(Location labeling records)
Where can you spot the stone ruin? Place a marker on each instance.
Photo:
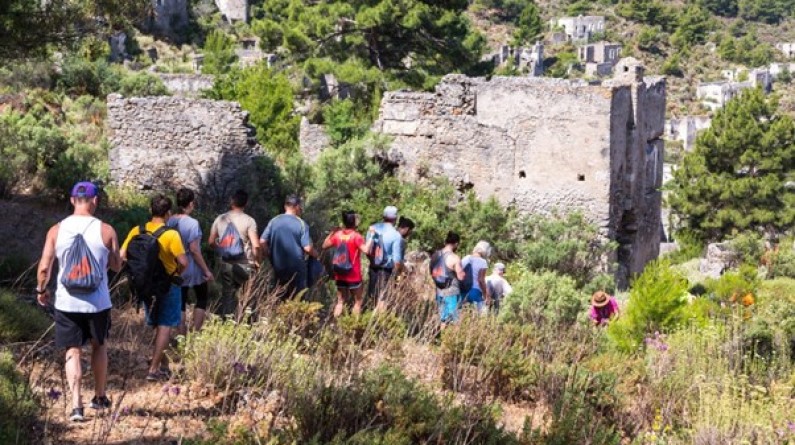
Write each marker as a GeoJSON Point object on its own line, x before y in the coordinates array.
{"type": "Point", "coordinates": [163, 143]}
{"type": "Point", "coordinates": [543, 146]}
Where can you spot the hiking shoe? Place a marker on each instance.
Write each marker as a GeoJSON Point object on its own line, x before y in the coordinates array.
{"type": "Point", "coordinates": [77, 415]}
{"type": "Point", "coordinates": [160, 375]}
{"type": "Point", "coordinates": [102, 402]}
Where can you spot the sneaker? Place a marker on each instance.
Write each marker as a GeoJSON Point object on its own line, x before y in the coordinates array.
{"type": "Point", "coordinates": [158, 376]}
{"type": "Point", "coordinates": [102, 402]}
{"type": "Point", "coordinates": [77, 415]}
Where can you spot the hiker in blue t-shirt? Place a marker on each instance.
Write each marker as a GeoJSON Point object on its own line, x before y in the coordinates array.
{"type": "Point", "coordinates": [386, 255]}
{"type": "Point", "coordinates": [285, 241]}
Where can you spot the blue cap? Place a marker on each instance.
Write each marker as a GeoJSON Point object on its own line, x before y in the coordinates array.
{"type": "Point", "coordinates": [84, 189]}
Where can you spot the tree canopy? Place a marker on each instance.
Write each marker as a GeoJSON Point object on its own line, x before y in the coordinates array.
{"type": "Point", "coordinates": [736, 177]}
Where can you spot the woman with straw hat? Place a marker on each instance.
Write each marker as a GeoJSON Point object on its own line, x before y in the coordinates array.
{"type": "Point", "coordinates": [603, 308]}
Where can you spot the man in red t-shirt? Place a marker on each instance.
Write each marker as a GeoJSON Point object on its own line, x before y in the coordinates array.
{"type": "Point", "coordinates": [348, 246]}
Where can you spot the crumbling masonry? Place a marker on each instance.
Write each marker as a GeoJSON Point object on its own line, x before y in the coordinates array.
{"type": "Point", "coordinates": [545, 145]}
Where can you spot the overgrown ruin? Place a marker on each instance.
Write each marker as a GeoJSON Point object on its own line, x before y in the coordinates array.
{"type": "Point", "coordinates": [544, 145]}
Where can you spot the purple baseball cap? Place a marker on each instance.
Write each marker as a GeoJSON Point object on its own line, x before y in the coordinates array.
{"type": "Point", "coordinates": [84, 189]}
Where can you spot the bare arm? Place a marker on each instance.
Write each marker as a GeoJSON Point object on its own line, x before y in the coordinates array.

* * *

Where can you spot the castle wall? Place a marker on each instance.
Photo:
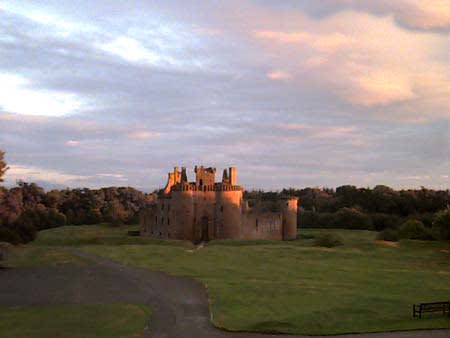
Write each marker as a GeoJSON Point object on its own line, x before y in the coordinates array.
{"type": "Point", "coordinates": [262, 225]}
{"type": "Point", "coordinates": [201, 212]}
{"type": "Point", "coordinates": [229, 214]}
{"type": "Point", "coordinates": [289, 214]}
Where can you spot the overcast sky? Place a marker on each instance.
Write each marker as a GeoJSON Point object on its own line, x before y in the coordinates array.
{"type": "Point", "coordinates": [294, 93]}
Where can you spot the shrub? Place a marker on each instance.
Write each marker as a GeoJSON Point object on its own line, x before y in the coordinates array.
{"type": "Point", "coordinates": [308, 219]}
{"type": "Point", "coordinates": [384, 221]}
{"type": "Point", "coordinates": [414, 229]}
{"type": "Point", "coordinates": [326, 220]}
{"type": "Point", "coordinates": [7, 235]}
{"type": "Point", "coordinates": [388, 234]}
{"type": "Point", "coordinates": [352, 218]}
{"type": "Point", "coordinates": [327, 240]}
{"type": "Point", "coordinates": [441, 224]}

* * *

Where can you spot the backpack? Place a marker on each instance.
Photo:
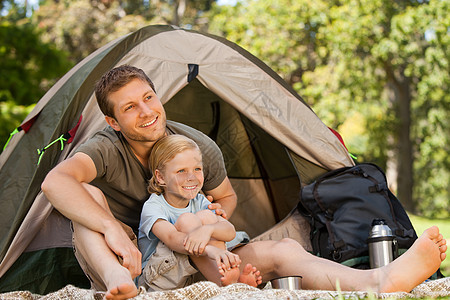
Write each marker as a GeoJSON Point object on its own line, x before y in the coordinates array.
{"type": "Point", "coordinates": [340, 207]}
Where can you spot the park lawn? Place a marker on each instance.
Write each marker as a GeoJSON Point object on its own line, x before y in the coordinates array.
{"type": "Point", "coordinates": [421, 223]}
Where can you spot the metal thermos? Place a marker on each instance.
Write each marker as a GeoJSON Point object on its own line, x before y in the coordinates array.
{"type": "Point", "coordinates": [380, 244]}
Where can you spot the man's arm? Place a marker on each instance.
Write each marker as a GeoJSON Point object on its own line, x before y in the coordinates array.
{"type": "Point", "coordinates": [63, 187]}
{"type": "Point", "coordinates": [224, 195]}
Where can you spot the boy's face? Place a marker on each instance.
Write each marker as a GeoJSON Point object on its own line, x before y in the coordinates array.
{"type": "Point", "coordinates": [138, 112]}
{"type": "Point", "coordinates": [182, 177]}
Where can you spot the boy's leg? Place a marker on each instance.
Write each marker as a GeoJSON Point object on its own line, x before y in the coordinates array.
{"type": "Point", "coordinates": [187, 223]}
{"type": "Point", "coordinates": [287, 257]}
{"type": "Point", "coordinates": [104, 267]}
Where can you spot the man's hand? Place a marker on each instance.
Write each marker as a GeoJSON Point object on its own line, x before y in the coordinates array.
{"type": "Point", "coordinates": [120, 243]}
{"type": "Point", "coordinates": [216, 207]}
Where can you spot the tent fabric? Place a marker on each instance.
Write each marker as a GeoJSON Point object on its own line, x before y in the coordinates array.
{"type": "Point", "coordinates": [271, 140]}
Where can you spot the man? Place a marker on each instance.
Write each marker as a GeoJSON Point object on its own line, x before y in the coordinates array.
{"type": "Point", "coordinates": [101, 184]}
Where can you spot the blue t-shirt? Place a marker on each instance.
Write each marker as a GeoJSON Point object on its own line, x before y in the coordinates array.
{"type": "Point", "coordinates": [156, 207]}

** PROBLEM TO SOLVE **
Please show every line of the records above that contains the word "ruin".

** RESULT OF THE TASK **
Where can you spot the stone ruin? Place a marker on each instance.
Where can you spot the overgrown ruin? Place a marker on each instance.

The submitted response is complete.